-- begin Task input --
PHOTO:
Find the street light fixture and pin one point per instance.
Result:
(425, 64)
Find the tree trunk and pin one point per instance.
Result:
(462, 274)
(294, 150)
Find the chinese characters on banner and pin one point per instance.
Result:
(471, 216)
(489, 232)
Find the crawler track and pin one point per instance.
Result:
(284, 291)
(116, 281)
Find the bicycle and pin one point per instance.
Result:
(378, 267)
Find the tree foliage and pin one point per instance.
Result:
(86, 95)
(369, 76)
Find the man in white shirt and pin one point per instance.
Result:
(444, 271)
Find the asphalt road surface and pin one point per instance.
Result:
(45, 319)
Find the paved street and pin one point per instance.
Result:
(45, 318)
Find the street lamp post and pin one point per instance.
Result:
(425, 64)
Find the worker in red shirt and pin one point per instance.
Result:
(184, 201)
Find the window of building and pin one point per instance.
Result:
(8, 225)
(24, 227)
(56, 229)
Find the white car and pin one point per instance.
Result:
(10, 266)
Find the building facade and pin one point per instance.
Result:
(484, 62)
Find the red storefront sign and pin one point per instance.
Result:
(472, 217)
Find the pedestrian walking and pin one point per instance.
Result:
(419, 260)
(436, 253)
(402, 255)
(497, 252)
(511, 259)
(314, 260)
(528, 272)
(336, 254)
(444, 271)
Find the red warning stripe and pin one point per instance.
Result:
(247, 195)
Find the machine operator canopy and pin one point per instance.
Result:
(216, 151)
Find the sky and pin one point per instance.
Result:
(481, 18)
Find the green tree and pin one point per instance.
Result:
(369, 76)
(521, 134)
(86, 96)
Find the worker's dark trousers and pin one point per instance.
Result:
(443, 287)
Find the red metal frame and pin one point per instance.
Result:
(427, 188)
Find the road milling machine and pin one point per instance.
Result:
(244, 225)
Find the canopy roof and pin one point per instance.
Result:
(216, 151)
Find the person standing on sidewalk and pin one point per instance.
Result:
-- end Task input --
:: To be done ::
Could you reproduce the stretch from the line containing "Find the man" through the end of the items, requests included, but with every point coordinate in the answers scaled by 0.2 and rounded to a whole number, halves rounding up? Return only those lines.

:: Task result ::
Find the man in white shirt and pin one point per instance.
Result:
(89, 54)
Find the asphalt road surface and pin one point per instance.
Result:
(9, 64)
Find the paved street and pin one point per instance.
Result:
(9, 64)
Find the street lamp post and pin one point per instance.
Result:
(85, 13)
Find the worker in red shirt and pin one point per instance.
Result:
(37, 40)
Find the window of building and pin one point per instance.
Result:
(2, 45)
(5, 45)
(11, 46)
Find the white car and pin one point per instance.
Result:
(2, 53)
Find the building facade and pin one point per instance.
Result:
(97, 12)
Find the red storefront sign and pin one point per instance.
Result:
(94, 43)
Find the pedestrian walking and pin one point per instance.
Result:
(84, 52)
(87, 51)
(80, 51)
(99, 50)
(102, 52)
(63, 52)
(106, 54)
(67, 51)
(89, 54)
Find the red warning stripe and pin one point per instance.
Result:
(49, 39)
Find the machine operator canopy and pin one point per instance.
Result:
(43, 30)
Find the sky and pin one point per instance.
Result:
(96, 4)
Find the green tree and pin one point per instance.
Result:
(74, 15)
(104, 27)
(17, 19)
Find the worker's dark trousers and pin one point per instance.
Result:
(89, 57)
Find the red metal frame and pin one point per instance.
Result:
(85, 38)
Find the road milling machine and pin one point per instance.
Result:
(49, 45)
Find the canopy roof and pin one point per instance.
Result:
(43, 30)
Find the person standing on sidewalk and pin one point per instance.
Result:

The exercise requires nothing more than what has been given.